练习题目 »
a) 请将 YARN 客户端代码中以“// Set up resource type requirements”开头的那一段改写成简短的要点列表，并保留其主要信息。
b) 把 YARN 客户端代码里的注释“Service data is a binary blob that can be passed to the application”译成中文。
c) 接着 YARN 客户端代码的最后一句往下续写。

LOG.info("Completed setting up app master command " + command.toString());
List<String> commands = new ArrayList<String>();
commands.add(command.toString());

// Set up the container launch context for the application master
ContainerLaunchContext amContainer = ContainerLaunchContext.newInstance(
  localResources, env, commands, null, null, null);

// Set up resource type requirements
// For now, both memory and vcores are supported, so we set memory and
// vcores requirements
Resource capability = Resource.newInstance(amMemory, amVCores);
appContext.setResource(capability);

// Service data is a binary blob that can be passed to the application
// Not needed in this scenario
// amContainer.setServiceData(serviceData);

// Setup security tokens
if (UserGroupInformation.isSecurityEnabled()) {
  // Note: Credentials class is marked as LimitedPrivate for HDFS and MapReduce
  Credentials credentials = new Credentials();
  String tokenRenewer = conf.get(YarnConfiguration.RM_PRINCIPAL);
  if (tokenRenewer == null | | tokenRenewer.length() == 0) {
    throw new IOException(
      "Can't get Master Kerberos principal for the RM to use as renewer");
  }

  // For now, only getting tokens for the default file-system.
  final Token<?> tokens[] =
      fs.addDelegationTokens(tokenRenewer, credentials);
  if (tokens != null) {
    for (Token<?> token : tokens) {
      LOG.info("Got dt for " + fs.getUri() + "; " + token);
    }
  }
  DataOutputBuffer dob = new DataOutputBuffer();
  credentials.writeTokenStorageToStream(dob);
  ByteBuffer fsTokens = ByteBuffer.wrap(dob.getData(), 0, dob.getLength());
  amContainer.setTokens(fsTokens);
}

appContext.setAMContainerSpec(amContainer);

完成上面步骤后,应用就可以在指定优先级和队列下提交。

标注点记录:
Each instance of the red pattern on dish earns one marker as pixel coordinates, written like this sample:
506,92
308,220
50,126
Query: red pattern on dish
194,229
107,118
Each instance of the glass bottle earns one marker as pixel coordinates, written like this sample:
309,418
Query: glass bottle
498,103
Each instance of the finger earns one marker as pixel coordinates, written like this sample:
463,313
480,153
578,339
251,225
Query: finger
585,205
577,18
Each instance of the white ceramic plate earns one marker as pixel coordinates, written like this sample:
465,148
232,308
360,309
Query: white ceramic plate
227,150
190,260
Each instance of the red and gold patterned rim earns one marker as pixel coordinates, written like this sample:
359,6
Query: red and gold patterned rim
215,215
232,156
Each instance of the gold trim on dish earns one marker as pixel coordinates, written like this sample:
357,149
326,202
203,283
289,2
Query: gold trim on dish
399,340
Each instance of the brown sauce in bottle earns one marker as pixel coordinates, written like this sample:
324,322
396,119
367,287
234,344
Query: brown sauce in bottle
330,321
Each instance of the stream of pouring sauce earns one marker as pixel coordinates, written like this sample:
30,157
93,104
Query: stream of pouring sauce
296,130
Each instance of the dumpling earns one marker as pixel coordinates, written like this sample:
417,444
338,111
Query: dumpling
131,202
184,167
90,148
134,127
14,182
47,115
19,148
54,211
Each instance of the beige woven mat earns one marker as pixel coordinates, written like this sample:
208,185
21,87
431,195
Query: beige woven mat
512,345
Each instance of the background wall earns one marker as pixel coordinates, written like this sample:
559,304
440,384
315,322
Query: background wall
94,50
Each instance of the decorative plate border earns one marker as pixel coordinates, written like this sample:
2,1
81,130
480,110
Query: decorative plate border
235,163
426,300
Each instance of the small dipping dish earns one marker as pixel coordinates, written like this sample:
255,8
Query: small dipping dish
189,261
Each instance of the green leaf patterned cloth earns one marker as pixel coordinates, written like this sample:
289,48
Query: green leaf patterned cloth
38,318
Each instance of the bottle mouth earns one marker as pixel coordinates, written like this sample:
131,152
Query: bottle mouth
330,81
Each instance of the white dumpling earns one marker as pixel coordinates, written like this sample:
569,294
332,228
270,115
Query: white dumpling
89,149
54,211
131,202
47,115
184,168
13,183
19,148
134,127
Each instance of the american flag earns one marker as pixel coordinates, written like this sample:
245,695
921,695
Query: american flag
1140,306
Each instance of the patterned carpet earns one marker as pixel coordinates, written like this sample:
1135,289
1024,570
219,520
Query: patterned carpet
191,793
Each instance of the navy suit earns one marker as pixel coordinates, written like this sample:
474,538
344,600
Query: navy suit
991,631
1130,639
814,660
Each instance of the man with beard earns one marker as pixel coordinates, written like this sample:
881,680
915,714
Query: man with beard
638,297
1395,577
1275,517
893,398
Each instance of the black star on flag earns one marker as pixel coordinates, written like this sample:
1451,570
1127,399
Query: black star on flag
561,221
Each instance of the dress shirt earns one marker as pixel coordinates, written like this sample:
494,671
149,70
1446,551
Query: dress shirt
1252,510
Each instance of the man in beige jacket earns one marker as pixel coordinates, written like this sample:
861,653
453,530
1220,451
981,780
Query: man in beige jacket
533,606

依序作答 »
a)
- 设置资源类型需求。目前同时支持内存和虚拟核（vcores），因此两项需求都要设置。
- 以 amMemory 和 amVCores 为参数，调用 Resource.newInstance 创建 capability。
- 调用 appContext.setResource(capability)，把资源需求设置到应用上下文中。

b) 服务数据是一个可以传递给应用的二进制数据块。

c)
// Set the priority for the application master
Priority pri = Priority.newInstance(amPriority);
appContext.setPriority(pri);

// Set the queue to which this application is to be submitted in the RM
appContext.setQueue(amQueue);

// Submit the application to the applications manager
// SubmitApplicationResponse submitResp = applicationsManager.submitApplication(appRequest);

yarnClient.submitApplication(appContext);

可以通过getApplicationReport()获取应用报告

// Get application report for the appId we are interested in
ApplicationReport report = yarnClient.getApplicationReport(appId);

获取的信息包括:

General application information

ApplicationMaster details

Application tracking information:ApplicationReport’s getTrackingUrl()

Application status

杀掉进程

yarnClient.killApplication(appId);

写一个AM

不能提前配置AM监听的端口,AM启动后,可以获取几个环境变量,包括ContainerId

所有与RM的交互需要一个ApplicationAttemptId(在失败的时候,会有多个attempts)。可以从AM's容器id获取ApplicationAttemptId。

Map<String, String> envs = System.getenv();
String containerIdString =
    envs.get(ApplicationConstants.AM_CONTAINER_ID_ENV);
if (containerIdString == null) {
  // container id should always be set in the env by the framework
  throw new IllegalArgumentException(
      "ContainerId not set in the environment");
}
ContainerId containerId = ConverterUtils.toContainerId(containerIdString);
ApplicationAttemptId appAttemptID = containerId.getApplicationAttemptId();

在AM初始化完成后,我们可以启动两个客户端,一个是用于RM的,一个是用于NM的。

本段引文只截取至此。